▶ _Problem_
Please swap "logo" for "emblem" in the lines running from the one holding "Can you spot any national" through the end of the items, inclusive. Return only those lines, with all else unchanged.

[Items listed in a dataset]
# # # # # # #

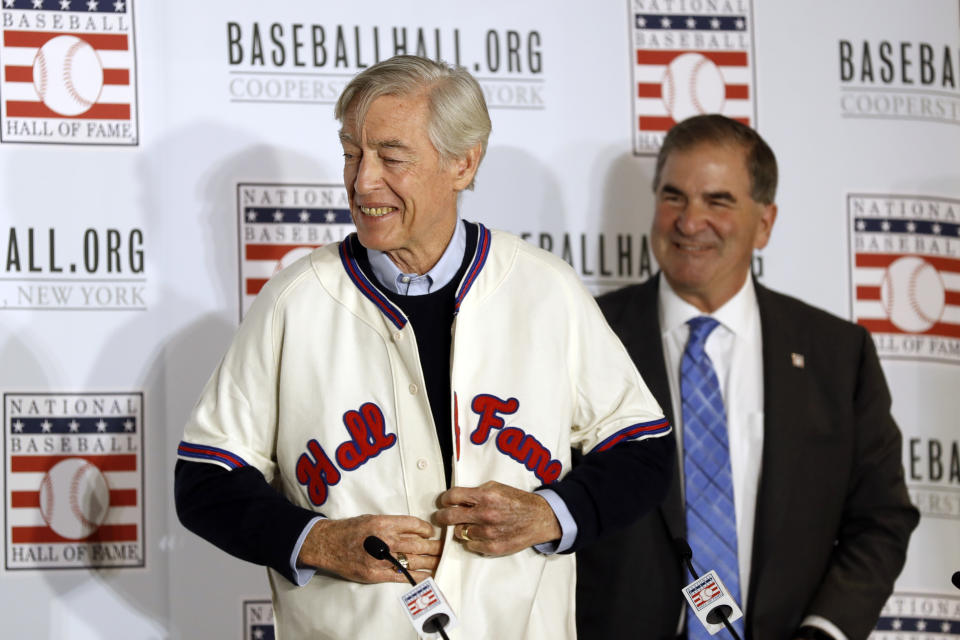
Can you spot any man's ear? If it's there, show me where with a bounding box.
[753,203,777,249]
[453,142,483,191]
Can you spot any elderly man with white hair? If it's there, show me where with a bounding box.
[176,56,674,640]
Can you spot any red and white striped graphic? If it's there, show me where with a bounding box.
[407,587,438,616]
[3,393,144,569]
[848,194,960,362]
[629,8,756,155]
[0,0,138,145]
[3,30,135,120]
[634,49,753,132]
[854,253,960,338]
[9,454,140,544]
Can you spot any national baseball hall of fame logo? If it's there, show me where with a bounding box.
[3,392,145,570]
[628,0,756,155]
[847,194,960,363]
[243,600,276,640]
[237,183,355,319]
[0,0,138,145]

# # # # # # #

▶ _Result below_
Can you spot any national baseball hall of fame emblem? If it's there, show me where with a bounding box.
[3,392,145,570]
[628,0,756,155]
[847,194,960,363]
[243,600,276,640]
[237,183,355,319]
[0,0,138,145]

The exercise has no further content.